> _What to produce_: Reading the listing below, restate each entry exactly as written.

> _Data excerpts_:
BEGIN

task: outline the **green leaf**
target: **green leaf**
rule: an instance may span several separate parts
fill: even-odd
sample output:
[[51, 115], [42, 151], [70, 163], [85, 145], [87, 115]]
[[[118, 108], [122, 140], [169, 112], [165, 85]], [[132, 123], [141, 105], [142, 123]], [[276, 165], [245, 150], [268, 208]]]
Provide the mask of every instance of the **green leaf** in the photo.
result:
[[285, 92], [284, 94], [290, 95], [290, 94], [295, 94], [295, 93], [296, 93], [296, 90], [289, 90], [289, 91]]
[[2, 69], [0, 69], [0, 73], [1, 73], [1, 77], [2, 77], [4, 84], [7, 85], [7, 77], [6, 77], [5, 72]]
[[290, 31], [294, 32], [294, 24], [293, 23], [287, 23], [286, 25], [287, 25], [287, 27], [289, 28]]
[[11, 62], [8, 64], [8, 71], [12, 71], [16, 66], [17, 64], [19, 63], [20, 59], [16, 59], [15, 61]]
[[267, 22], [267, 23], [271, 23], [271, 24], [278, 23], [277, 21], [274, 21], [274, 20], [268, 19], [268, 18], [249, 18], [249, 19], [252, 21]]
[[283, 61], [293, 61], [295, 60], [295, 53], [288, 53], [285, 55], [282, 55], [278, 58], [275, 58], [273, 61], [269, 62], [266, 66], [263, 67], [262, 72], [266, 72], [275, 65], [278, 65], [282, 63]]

END

> _Answer section_:
task: outline the **green leaf**
target: **green leaf**
rule: an instance may span several separate parts
fill: even-odd
sample output:
[[51, 115], [42, 151], [70, 163], [85, 145], [87, 115]]
[[[118, 108], [122, 140], [169, 112], [165, 85]], [[132, 123], [141, 105], [142, 123]], [[276, 165], [245, 150], [268, 208]]]
Provide the mask of every instance of the **green leaf** in the photo.
result:
[[285, 92], [284, 94], [290, 95], [290, 94], [295, 94], [295, 93], [296, 93], [296, 90], [289, 90], [289, 91]]
[[2, 69], [0, 69], [0, 73], [1, 73], [1, 77], [2, 77], [4, 84], [7, 85], [7, 77], [6, 77], [5, 72]]
[[290, 31], [294, 32], [294, 24], [293, 23], [287, 23], [286, 25], [287, 25], [287, 27], [289, 28]]
[[11, 62], [8, 64], [8, 71], [12, 71], [16, 66], [17, 64], [19, 63], [20, 59], [16, 59], [15, 61]]
[[267, 22], [267, 23], [271, 23], [271, 24], [278, 23], [277, 21], [274, 21], [274, 20], [268, 19], [268, 18], [249, 18], [249, 19], [252, 21]]
[[283, 61], [293, 61], [295, 60], [295, 53], [288, 53], [285, 55], [282, 55], [278, 58], [275, 58], [273, 61], [269, 62], [266, 66], [263, 67], [262, 72], [266, 72], [275, 65], [278, 65], [282, 63]]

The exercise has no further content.